Referring expression data:

+ + +

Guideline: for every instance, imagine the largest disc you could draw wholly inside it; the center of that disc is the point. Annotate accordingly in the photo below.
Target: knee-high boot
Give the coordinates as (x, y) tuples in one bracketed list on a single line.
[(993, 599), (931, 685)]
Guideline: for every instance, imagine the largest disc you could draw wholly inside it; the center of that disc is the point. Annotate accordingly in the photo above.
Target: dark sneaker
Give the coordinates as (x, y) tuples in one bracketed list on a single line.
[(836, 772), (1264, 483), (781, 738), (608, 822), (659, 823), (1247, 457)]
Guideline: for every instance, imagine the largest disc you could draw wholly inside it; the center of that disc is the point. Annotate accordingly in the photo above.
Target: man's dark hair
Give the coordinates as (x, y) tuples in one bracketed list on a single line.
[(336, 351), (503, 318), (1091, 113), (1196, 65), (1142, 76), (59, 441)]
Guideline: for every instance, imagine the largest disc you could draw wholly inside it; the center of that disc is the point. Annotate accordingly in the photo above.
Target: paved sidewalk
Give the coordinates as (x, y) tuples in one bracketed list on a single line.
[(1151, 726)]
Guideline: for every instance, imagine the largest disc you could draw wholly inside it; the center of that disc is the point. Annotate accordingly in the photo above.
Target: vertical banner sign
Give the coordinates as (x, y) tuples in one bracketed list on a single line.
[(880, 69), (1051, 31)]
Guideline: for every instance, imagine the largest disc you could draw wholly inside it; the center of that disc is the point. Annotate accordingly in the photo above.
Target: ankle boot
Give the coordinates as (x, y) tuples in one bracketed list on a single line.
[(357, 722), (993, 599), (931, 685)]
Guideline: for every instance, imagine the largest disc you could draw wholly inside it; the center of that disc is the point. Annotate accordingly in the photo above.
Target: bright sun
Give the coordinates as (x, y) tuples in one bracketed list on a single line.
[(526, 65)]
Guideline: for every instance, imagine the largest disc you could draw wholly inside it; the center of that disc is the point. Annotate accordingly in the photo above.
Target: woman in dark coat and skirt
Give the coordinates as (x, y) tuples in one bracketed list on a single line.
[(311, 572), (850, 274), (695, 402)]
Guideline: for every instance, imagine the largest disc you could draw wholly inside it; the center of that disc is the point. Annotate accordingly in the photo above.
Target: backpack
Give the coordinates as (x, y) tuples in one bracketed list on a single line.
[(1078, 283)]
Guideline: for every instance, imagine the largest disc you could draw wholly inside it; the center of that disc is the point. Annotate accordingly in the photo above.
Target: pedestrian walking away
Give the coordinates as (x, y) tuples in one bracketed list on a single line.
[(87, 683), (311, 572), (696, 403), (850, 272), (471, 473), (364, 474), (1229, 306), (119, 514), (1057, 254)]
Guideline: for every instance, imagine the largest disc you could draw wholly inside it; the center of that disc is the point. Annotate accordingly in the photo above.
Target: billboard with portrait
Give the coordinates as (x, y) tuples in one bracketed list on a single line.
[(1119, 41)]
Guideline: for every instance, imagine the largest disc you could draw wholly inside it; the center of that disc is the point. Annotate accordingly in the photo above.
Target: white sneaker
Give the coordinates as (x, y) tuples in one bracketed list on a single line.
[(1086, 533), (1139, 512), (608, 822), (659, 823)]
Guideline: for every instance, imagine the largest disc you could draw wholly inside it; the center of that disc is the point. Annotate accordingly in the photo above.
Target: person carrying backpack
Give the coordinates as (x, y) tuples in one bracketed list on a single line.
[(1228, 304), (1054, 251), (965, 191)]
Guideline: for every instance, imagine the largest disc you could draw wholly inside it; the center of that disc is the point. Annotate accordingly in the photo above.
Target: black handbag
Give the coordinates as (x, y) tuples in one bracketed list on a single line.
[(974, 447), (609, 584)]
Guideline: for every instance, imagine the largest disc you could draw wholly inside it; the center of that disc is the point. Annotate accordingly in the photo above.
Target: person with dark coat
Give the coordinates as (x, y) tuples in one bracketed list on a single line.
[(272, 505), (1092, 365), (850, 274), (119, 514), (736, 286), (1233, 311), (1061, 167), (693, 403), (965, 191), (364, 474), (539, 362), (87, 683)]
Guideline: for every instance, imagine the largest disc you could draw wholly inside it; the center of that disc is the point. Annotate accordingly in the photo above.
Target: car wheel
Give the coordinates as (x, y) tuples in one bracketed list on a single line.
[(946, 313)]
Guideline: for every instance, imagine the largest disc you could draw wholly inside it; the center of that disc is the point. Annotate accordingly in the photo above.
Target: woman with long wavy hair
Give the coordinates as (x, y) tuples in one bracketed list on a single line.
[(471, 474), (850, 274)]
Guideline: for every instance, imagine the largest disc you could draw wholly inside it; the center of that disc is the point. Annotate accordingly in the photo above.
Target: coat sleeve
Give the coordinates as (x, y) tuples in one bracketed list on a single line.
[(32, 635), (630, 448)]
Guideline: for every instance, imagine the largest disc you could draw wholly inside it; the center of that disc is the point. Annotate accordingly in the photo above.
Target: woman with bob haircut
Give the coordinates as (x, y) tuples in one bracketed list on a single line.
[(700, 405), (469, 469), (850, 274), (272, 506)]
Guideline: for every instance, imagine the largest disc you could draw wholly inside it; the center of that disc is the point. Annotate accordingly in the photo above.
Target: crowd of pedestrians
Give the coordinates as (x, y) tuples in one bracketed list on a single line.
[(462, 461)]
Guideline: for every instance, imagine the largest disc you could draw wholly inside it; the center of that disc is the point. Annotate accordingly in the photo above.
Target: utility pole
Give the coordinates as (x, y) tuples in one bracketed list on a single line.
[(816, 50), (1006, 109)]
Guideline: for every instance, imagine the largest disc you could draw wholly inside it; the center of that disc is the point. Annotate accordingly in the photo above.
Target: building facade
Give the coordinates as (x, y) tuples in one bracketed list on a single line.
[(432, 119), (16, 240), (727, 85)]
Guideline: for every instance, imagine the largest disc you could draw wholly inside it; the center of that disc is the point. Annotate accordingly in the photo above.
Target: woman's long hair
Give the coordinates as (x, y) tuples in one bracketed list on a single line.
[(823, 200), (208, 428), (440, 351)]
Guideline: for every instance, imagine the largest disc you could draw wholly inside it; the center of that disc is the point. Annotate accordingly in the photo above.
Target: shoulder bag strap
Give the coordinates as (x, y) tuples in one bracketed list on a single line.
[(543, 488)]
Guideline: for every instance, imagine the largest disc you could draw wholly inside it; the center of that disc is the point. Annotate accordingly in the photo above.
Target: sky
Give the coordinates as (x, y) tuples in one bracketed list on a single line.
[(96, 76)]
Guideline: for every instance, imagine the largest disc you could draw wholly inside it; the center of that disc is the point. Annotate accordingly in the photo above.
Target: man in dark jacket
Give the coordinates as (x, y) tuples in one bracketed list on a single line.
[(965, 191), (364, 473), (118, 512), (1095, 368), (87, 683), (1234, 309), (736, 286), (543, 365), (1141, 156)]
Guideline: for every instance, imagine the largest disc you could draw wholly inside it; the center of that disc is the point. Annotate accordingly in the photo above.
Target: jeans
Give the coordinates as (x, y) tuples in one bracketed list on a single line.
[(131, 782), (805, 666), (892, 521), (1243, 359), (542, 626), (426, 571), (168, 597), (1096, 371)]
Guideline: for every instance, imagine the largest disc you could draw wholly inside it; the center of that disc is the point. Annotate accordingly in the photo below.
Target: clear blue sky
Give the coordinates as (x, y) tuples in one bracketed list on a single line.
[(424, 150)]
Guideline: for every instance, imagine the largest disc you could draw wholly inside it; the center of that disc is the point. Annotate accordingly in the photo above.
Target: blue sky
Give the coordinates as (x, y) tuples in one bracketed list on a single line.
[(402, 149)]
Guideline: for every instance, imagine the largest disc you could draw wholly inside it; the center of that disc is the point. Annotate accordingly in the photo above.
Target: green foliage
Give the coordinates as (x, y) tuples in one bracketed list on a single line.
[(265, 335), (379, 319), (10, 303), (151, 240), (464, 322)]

+ + +

WORK TASK - Every line above should be written out again, unchanged.

RESULT -
Guideline: for every instance, imagine the largest disc you could draw wholly inside it; the center of that disc is the point. Annotate accordingly in the photo below.
Target: knee-high boot
Give the coordinates as (x, y) tuples in one bracketed list on a single line.
[(993, 599), (931, 685)]
Guideline: for every instance, imagine the largest disc you could draw wholly inside it; the center of that disc is the point. Annotate accordingly in the photo above.
Target: dark sneaker
Give the coordinates as (x, y) tuples in one bracketed list on a single line.
[(836, 772), (1264, 483), (781, 738), (608, 822), (659, 823), (1247, 457)]
Guideline: for every instance, imagine the largest disc you could draw wholly inside it; the center of that disc is the point. Annotate accordingly in the photo above.
Target: man's dark hair
Give the coordinates as (x, y) tuples in one bracketed list on a single line.
[(336, 351), (503, 318), (1091, 113), (1196, 65), (1142, 76), (59, 441)]
Guideline: for every instance, imagine the largest disc you could draw wholly inside it; the center of that disc is the point. Annotate accordingly in the photo above.
Target: paved sidewalk
Give the coordinates as (x, y) tuples in one bracketed list on a single line.
[(1151, 726)]
Guideline: for every instance, imagine the largest disc you could draw wholly inside it; the center of that disc is the point. Annotate accordingly in the photo above.
Target: vertical banner sign
Give the coordinates as (x, y) tuples in one bracketed list on a single line.
[(880, 69), (1051, 31)]
Guideline: for every instance, imagine the largest disc you could draw wholly inside it; the center of that disc is the point. Annotate accordingly in the photo above.
Target: ankle boot
Give the coordinates as (x, y) tuples in one bracketed list on a single line.
[(357, 722), (993, 599), (931, 685)]
Guideline: for every instance, imagine the largest disc you could draw wholly inside it; the center of that disc is the point. Annotate accordingly in the photo above.
Target: bright sun
Give the coordinates as (x, y) tuples in one bracketed list on a single line.
[(526, 65)]
Guideline: for every instance, imagine the largest disc you could draw wholly inside it; the center of that disc is the point. Annotate accordingly in the photo above.
Target: woman in dark coat and skirt
Give the coordinates as (x, y) tuples in one bracketed list on a single line.
[(311, 572), (850, 274), (695, 402)]
Guideline: for every instance, imagine the largest disc you could draw wholly inside it; the center of that disc is the point. Annotate accordingly in the photo above.
Target: backpack
Give the coordinates as (x, y) tuples in one bracketed list on a single line.
[(1078, 283)]
Guideline: for every instance, imagine the largest disc you could draw wholly inside it; the center of that disc is the point. Annotate accordingly in the photo above.
Target: pedestrian walking away
Give the coordinates as (x, y) tuples in one bracketed list on a single line.
[(87, 683), (311, 572), (696, 403), (850, 272), (471, 473), (364, 474), (1229, 306), (119, 514), (1057, 254)]
Guideline: for every instance, imagine the largest disc you could draw wholly inside it; the center of that disc is the point. Annotate accordingly in the photo above.
Target: billboard with portrait
Give the coordinates as (x, y) tuples in one bracketed list on a single line.
[(1119, 41)]
Guideline: for every instance, imagine the largest disc you could draw wholly inside it; the center of that disc is the point. Annotate accordingly in the photo above.
Target: white sneaker
Give the coordinates as (x, y) tuples in one bracketed list on a single line.
[(1086, 533), (1139, 512), (608, 822), (659, 823)]
Guideline: for every instance, imagine the largest disc you could draw wholly inside it; the center of that disc is the point. Annotate accordingly in the photo above.
Target: person carrying backpack
Give the coordinates as (x, y) tuples in one bracketed list on a single line.
[(1228, 304), (1054, 251), (965, 191)]
Guideline: for every instance, imagine the largest disc you could draw wholly inside it; the center of that disc is the point. Annotate accordingly in the photo above.
Target: black handbag
Give the coordinates as (x, y) tuples in one bracketed list on a single line.
[(974, 447), (609, 584)]
Guideline: for every instance, imagine the largest disc you could draw wholly inside it; the center of that disc is the point. Annotate accordingly in the photo above.
Target: person with dark coat
Give the coordinates as (x, y) tuples in one bracketed list on a single line.
[(272, 505), (1092, 365), (850, 274), (119, 514), (736, 286), (1233, 311), (1061, 167), (693, 403), (965, 191), (364, 474), (539, 362), (87, 683)]
Guideline: for every instance, imagine the largest disc you could draw wholly inside it; the center of that disc is the point. Annotate accordingly in the photo above.
Target: car wheel
Give the coordinates as (x, y) tuples in one bracketed list on a single line.
[(946, 313)]
Guideline: for every instance, imagine the largest disc you could draw wholly inside it; the center of that disc is the point. Annotate accordingly in the photo above.
Target: woman with long wavy hair
Give the coordinates as (x, y) tuples in one bracketed list on a single line.
[(471, 474), (850, 274)]
Guideline: for every instance, imagine the largest disc you could draw wholly inside it; the center of that disc is the point. Annotate accordingly in the photo above.
Target: coat sleeve
Give the coordinates as (x, y) tuples in one bracketed list on a single line.
[(32, 635), (630, 448)]
Guideline: for every instance, imagine the largest disc you could draw wholly inside it; the center of that disc is the point. Annotate accordingly in the photo above.
Target: woman with bob haircut
Give the coordinates as (x, y) tuples in one bracketed list on a single line.
[(700, 405), (469, 469), (850, 274), (272, 506)]
Guideline: for every instance, imagine the largest disc you could draw wholly inside it; the center of that disc is the point. Annotate accordingly in the photo above.
Target: crowd of pedestrians
Give the coordinates as (x, y) tuples in one bracketed list on a single line.
[(462, 461)]
Guideline: for every instance, imagine the largest disc you could draw wholly inside it; the center of that disc is the point. Annotate accordingly in the photo above.
Target: utility pole
Give the coordinates as (x, y) tuples in one bracketed list on a single line.
[(816, 50), (1006, 109)]
Guideline: for every instance, imagine the largest disc you could draw wholly inside it; the center of that disc is the point. Annotate accordingly in the photo above.
Target: building facade
Give the coordinates as (x, y) tuples in one bracketed list on a single line.
[(432, 119), (16, 240), (727, 85)]
Guideline: for every instance, imagine the largest disc you could draw wholly inside it; the center of that disc is the point. Annotate accordingly in the photo above.
Target: woman's long hair
Give the coordinates as (x, y) tuples in one bracketed list on a single line.
[(823, 200), (208, 428), (440, 351)]
Guideline: for every instance, imagine the largest disc you could draw wholly inside it; the center of that disc is the point. Annotate accordingly in the photo above.
Target: shoulder bag strap
Give the coordinates as (x, y) tuples in one bracketed list on a single line.
[(543, 488)]
Guideline: for every instance, imagine the largest disc you could draw wholly inside it; the center of that disc is the point. Annotate accordingly in the photo above.
Target: sky
Give the coordinates as (x, y) tuples in one bracketed list on a single line.
[(96, 76)]
Guideline: for every instance, imagine the largest disc you could draw wholly inside it; the center of that disc is the point. Annotate accordingly in the photo above.
Target: man in dark jacket
Give the coordinates as (x, y) tuples in one bracketed list on a single line.
[(965, 191), (364, 473), (118, 512), (1095, 368), (87, 683), (1234, 309), (736, 286), (543, 365), (1141, 156)]
Guideline: for every instance, imagine the largest disc you could draw wholly inside it; the center of that disc is the point. Annotate accordingly in the photo above.
Target: jeans
Give the coordinates as (x, y) tuples in one bracketed list on a single line.
[(131, 782), (805, 666), (892, 521), (1243, 359), (542, 626), (426, 571), (168, 597), (1096, 371)]
Guideline: for every instance, imagine the largest disc you could draw wholly inside it; the center of that disc is the point. Annotate accordingly in the photo below.
Target: clear blue sky
Give the coordinates as (x, y) tuples in one bracketed list on a single line.
[(424, 150)]
Guideline: for every instance, imagine the largest disc you could draw wholly inside it; the center of that disc is the point. Annotate accordingly in the photo above.
Target: blue sky
Give the coordinates as (x, y) tuples in one bracketed list on a single line.
[(402, 149)]
Guideline: for every instance, imagine the largest disc you could draw wholly inside it; the center of that disc is the point. Annotate accordingly in the photo above.
Target: green foliage
Give the coordinates as (x, y) tuples in one bracketed list on a single line.
[(265, 335), (379, 319), (10, 303), (151, 240), (464, 322)]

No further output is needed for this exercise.